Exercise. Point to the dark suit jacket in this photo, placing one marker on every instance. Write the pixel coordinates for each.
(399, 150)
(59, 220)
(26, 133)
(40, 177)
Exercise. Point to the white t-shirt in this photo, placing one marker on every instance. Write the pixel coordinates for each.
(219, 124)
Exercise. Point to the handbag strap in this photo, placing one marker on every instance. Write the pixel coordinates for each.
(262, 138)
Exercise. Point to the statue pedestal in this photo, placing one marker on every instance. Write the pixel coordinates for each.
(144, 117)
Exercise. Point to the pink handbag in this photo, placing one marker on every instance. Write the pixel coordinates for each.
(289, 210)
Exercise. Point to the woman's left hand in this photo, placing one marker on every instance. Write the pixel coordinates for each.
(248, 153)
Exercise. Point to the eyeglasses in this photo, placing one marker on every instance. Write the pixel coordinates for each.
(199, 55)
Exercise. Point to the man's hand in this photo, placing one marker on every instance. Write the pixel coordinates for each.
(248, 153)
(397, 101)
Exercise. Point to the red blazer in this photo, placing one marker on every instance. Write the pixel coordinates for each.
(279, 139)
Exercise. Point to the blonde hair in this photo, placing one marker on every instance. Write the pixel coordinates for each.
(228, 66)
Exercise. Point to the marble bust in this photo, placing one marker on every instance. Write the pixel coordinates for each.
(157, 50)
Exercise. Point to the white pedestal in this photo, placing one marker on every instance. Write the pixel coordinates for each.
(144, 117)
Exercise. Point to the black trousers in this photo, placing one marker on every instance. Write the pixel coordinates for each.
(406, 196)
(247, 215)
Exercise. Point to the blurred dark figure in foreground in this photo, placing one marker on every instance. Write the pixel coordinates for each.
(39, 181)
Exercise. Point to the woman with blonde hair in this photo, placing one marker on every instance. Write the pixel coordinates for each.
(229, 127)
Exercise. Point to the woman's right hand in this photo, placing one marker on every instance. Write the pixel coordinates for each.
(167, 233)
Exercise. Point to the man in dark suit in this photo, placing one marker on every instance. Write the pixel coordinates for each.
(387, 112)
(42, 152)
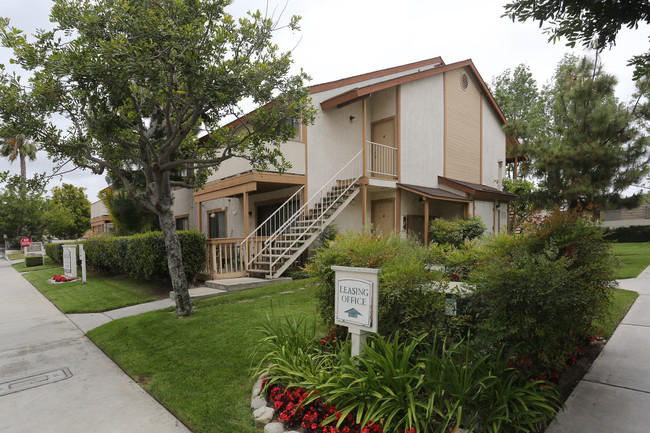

Exercise brief:
If pictures appear among the records, do not carry them over; retype the rest exactly.

Output:
Exercise. Point to the dark suit jacket in this photo, placing one marker on every instance. Write the pixel coordinates for each.
(399, 150)
(59, 220)
(26, 133)
(40, 177)
Exercise. Point to the white t-shirt in this photo, placing one marker on every instance. Write the pixel coordinates for each.
(219, 124)
Exercise. Point to the handbag strap in this photo, placing one marker on every instance. Write the pixel coordinates for each.
(262, 138)
Exercise. Point to the statue pedestal in this photo, placing one marker on every instance. Write the pixel coordinates for each.
(144, 117)
Exercise. Point to the pink handbag in this photo, placing one marker on every instance. Write the pixel coordinates for each.
(289, 210)
Exercise. Point to the woman's left hand in this photo, placing one marker on every instance. Write the pixel coordinates for each.
(248, 153)
Exercise. Point to the eyeglasses in this photo, placing one marker on every instance. Write the pixel coordinates for each.
(199, 55)
Exercise. Point to the man's hand in this photo, placing one marker on every instance. Write the pixel coordinates for each.
(248, 153)
(397, 101)
Exercise. Point to the red blazer in this photo, placing one marker on every instance. Write the pixel coordinates for each.
(279, 139)
Exercise. Point to the blonde hair in this photo, placing one marker on every instance. Write the pixel coordinates for each.
(228, 66)
Exercise. Point to the marble bust in this photo, placing one marker on every instance. Write the pixel coordinates for each.
(157, 50)
Exercise. Point to the white pedestal in this photo, placing one marker on every instance. Write the pixel coordinates for each.
(144, 117)
Exercise. Point to the black trousers in this photo, placing one marker on every instance. Write the pixel coordinates for each.
(406, 196)
(247, 215)
Exercise. Point to the blurred dark figure in foreground in this photo, placing one marker on every instance. Write the pixel coordinates for each.
(39, 181)
Exercise. Point to the woman with blonde hair in this photo, placing one marker on every instance. Write the pixel coordinates for each.
(229, 127)
Exercise. Point to the woman's right hand in this photo, placing one marker on every instance. Write the pixel coordinates for each.
(167, 233)
Exercise. Point to the man in dark suit in this photo, placing one marker on every instance. Write the pixel coordinates for each.
(387, 112)
(42, 152)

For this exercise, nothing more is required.